**Extracted material:**

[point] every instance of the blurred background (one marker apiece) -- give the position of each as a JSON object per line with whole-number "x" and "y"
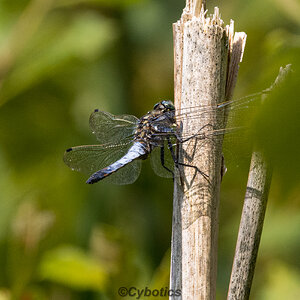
{"x": 59, "y": 60}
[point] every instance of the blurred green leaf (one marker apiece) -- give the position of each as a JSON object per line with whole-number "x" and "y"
{"x": 101, "y": 3}
{"x": 282, "y": 282}
{"x": 72, "y": 267}
{"x": 59, "y": 43}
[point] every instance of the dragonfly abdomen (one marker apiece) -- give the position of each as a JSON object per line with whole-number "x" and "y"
{"x": 136, "y": 151}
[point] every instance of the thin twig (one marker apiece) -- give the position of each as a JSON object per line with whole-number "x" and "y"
{"x": 252, "y": 219}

**What you need to do:** Can you format each line of the material above as a JSON list of strings, one string per line, with blank lines dropped and the pictures left out?

**Result of this task:**
[
  "[point] every instance of the blurred background (one marker apiece) -- give the position of each as a JSON object per line with whole-number \"x\" and \"y\"",
  "{\"x\": 59, \"y\": 60}",
  "[point] every instance of the blurred green leaf (one marker apiece) -- give the position of each as a JSON object per line with whole-number \"x\" and \"y\"",
  "{\"x\": 101, \"y\": 3}",
  "{\"x\": 282, \"y\": 282}",
  "{\"x\": 72, \"y\": 267}",
  "{\"x\": 59, \"y\": 43}",
  "[point] every instance of the dragonfly abdomen (one marker apiece) -- give the position of each as a JSON object per line with whole-number \"x\" and \"y\"",
  "{\"x\": 136, \"y\": 151}",
  "[point] every instance of the thin twig (one marker apiece) -- give the position of each as a JSON object per line with whole-number \"x\" and \"y\"",
  "{\"x\": 252, \"y\": 219}"
]